WHAT IS BEING ASKED – All entries below are to be copied precisely as they appear.

(Data entries)
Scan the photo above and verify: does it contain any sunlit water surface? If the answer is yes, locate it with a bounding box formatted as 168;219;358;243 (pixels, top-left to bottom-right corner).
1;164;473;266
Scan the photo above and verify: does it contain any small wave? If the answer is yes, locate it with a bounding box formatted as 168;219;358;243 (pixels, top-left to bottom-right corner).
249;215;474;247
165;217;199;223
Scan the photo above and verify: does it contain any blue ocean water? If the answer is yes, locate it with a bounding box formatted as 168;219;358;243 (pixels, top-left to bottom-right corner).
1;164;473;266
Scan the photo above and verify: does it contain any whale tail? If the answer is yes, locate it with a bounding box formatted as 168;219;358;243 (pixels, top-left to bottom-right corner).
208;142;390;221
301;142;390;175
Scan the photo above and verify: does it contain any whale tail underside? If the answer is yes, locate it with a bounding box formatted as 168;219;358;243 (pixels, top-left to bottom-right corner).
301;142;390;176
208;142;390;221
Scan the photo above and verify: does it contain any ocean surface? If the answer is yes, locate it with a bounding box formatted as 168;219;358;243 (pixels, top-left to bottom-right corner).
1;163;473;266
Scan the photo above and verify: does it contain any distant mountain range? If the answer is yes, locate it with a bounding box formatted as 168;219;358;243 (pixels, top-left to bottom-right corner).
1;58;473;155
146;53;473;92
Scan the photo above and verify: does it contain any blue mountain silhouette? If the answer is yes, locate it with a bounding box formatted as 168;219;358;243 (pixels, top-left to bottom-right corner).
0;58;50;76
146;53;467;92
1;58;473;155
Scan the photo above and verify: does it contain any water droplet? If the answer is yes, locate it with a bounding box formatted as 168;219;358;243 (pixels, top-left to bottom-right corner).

RESULT –
Scan the photo above and verify: does it contain any sunlit water surface? If the answer is yes, locate it with a bounding box formatted as 168;219;358;243 (pixels, top-left to bottom-right corner).
1;164;473;266
Scan the photo above and verify: does it contain any small wave? If the answer is yes, locate it with a bounding box formatted as 168;219;358;243 (pixels, top-left to bottom-right corner).
249;215;474;247
165;217;199;223
Scan the photo above and verify: does it contain any blue ocean water? If the answer is yes, locate it with a bounding box formatted as 168;219;358;243 (pixels, top-left to bottom-right corner).
1;164;473;266
Scan the photo above and verify: does it contain any whale tail? If the answer is yes, locate it with a bounding box formatted as 168;219;358;243 (pixels, top-left to bottom-right corner).
208;142;390;221
301;142;390;175
Scan the photo above and verify: does it contain any whale tail underside? If the answer is yes, locate it with a bounding box formatted as 168;219;358;243 (pixels, top-left to bottom-right corner).
301;142;390;176
208;142;390;221
Scan the photo above and verify: does it contain any ocean surface? If the answer is yes, locate it with a bounding box formatted as 168;219;358;243 (pixels, top-left to bottom-right corner).
1;163;473;266
Scan the photo above and verify: does it contain any distant mountain range? If the answer is yes, locate it with a bounding box formatted as 168;219;358;243 (pixels, top-left to bottom-right corner).
1;58;473;155
146;53;473;92
Scan the photo above and verify: does it contain any blue mountain silhouette? If the answer is yes, locate it with a bounding box formatted as 168;219;358;243 (pixels, top-left to bottom-right corner).
0;58;50;76
146;53;467;92
1;58;473;155
Scan the photo above and verify: does it contain any water droplet? If the answer is yes, locate it with a bounding box formatted as 168;219;358;243 (pixels, top-left to bottom-right corner).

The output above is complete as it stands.